• What to produce
Locate every line in the records that contains the word "pole" and copy each one.
=-=-=-=-=
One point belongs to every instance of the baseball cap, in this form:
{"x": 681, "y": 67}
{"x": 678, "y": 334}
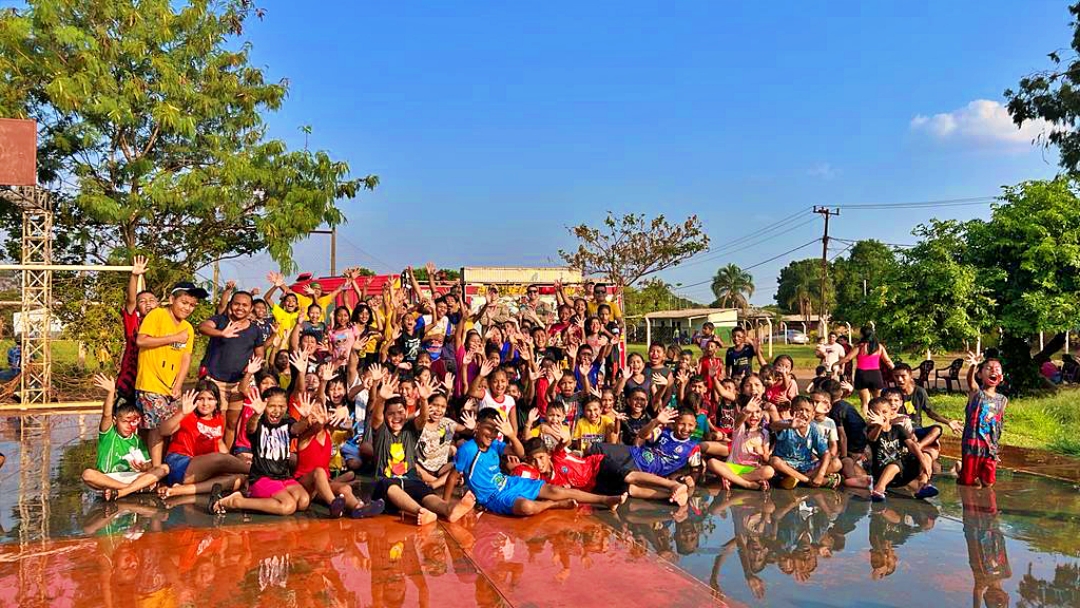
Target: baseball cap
{"x": 189, "y": 288}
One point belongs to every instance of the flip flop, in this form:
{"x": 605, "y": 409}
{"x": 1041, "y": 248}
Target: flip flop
{"x": 927, "y": 491}
{"x": 337, "y": 507}
{"x": 215, "y": 498}
{"x": 369, "y": 510}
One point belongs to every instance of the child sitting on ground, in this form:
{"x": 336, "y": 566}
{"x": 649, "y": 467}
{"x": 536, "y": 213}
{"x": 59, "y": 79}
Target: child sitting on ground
{"x": 123, "y": 460}
{"x": 478, "y": 461}
{"x": 270, "y": 485}
{"x": 896, "y": 458}
{"x": 197, "y": 457}
{"x": 746, "y": 465}
{"x": 312, "y": 471}
{"x": 568, "y": 470}
{"x": 800, "y": 451}
{"x": 984, "y": 418}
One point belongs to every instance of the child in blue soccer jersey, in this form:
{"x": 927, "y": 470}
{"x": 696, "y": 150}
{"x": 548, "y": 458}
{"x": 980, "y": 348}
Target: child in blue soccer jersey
{"x": 478, "y": 460}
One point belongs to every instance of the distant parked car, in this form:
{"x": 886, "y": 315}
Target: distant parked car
{"x": 794, "y": 337}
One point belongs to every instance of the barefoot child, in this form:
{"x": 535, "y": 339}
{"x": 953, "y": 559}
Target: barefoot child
{"x": 747, "y": 465}
{"x": 898, "y": 460}
{"x": 984, "y": 417}
{"x": 396, "y": 442}
{"x": 123, "y": 461}
{"x": 313, "y": 472}
{"x": 270, "y": 485}
{"x": 197, "y": 457}
{"x": 800, "y": 451}
{"x": 478, "y": 460}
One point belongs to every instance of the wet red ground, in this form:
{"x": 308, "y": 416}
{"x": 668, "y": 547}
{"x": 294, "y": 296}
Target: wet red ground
{"x": 552, "y": 559}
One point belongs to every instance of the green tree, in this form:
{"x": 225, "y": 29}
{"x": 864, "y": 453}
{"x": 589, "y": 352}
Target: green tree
{"x": 798, "y": 287}
{"x": 932, "y": 298}
{"x": 151, "y": 133}
{"x": 626, "y": 248}
{"x": 732, "y": 286}
{"x": 1051, "y": 95}
{"x": 1028, "y": 257}
{"x": 865, "y": 268}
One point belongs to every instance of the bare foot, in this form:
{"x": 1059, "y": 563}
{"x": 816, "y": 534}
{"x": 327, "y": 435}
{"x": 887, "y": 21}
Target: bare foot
{"x": 463, "y": 507}
{"x": 680, "y": 495}
{"x": 423, "y": 517}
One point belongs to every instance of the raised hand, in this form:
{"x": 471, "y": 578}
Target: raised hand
{"x": 188, "y": 402}
{"x": 231, "y": 330}
{"x": 255, "y": 401}
{"x": 666, "y": 416}
{"x": 469, "y": 420}
{"x": 138, "y": 266}
{"x": 254, "y": 365}
{"x": 388, "y": 388}
{"x": 107, "y": 383}
{"x": 304, "y": 404}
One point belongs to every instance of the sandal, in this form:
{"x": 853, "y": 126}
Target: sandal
{"x": 215, "y": 497}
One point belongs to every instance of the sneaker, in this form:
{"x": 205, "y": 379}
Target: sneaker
{"x": 337, "y": 507}
{"x": 927, "y": 491}
{"x": 369, "y": 510}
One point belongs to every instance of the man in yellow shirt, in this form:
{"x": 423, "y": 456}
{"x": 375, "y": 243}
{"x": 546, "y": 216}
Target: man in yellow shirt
{"x": 165, "y": 341}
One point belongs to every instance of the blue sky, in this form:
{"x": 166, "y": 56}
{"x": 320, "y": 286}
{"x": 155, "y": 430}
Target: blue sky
{"x": 495, "y": 125}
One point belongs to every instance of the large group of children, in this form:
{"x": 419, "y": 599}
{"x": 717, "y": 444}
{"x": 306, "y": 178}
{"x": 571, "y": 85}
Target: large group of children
{"x": 440, "y": 403}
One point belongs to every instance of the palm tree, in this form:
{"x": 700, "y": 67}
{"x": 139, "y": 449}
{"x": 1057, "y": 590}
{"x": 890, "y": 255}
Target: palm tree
{"x": 732, "y": 286}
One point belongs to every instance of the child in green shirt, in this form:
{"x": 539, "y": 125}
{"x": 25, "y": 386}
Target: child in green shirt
{"x": 123, "y": 461}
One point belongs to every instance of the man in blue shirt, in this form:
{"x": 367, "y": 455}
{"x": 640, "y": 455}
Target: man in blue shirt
{"x": 480, "y": 461}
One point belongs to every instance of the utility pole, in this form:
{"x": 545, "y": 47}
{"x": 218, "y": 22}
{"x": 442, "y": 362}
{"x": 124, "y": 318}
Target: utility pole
{"x": 826, "y": 213}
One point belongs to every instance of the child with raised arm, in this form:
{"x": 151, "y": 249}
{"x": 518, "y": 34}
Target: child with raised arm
{"x": 123, "y": 462}
{"x": 983, "y": 420}
{"x": 898, "y": 460}
{"x": 270, "y": 486}
{"x": 313, "y": 473}
{"x": 747, "y": 465}
{"x": 800, "y": 451}
{"x": 197, "y": 458}
{"x": 396, "y": 441}
{"x": 478, "y": 461}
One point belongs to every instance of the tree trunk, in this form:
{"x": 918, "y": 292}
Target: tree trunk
{"x": 1021, "y": 368}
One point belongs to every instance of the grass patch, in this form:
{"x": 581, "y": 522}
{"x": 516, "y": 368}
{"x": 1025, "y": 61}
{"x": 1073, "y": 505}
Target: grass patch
{"x": 1042, "y": 422}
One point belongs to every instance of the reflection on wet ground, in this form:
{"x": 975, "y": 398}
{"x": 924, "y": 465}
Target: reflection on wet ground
{"x": 1015, "y": 545}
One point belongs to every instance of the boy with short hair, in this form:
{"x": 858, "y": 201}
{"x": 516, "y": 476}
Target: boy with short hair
{"x": 898, "y": 460}
{"x": 800, "y": 451}
{"x": 123, "y": 464}
{"x": 984, "y": 418}
{"x": 478, "y": 461}
{"x": 165, "y": 341}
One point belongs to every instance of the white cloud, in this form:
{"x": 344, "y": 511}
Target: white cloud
{"x": 824, "y": 171}
{"x": 982, "y": 121}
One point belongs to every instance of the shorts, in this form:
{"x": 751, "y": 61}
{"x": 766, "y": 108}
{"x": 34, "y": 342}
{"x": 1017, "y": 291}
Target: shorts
{"x": 502, "y": 501}
{"x": 909, "y": 469}
{"x": 124, "y": 476}
{"x": 868, "y": 379}
{"x": 156, "y": 408}
{"x": 801, "y": 465}
{"x": 266, "y": 487}
{"x": 229, "y": 394}
{"x": 177, "y": 468}
{"x": 415, "y": 488}
{"x": 981, "y": 468}
{"x": 741, "y": 469}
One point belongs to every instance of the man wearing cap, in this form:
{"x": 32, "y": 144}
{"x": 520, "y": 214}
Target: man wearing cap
{"x": 165, "y": 340}
{"x": 233, "y": 340}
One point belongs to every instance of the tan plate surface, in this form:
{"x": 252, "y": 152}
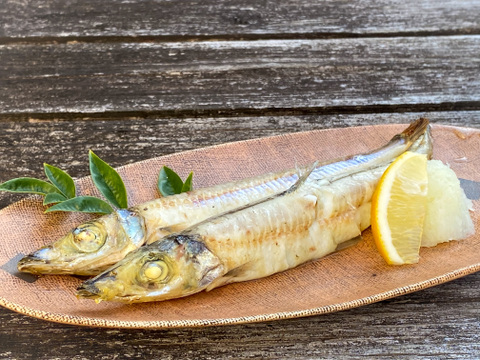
=-=-=-=-=
• The result
One point belongs to every instance of the utility pole, in this form:
Target: utility pole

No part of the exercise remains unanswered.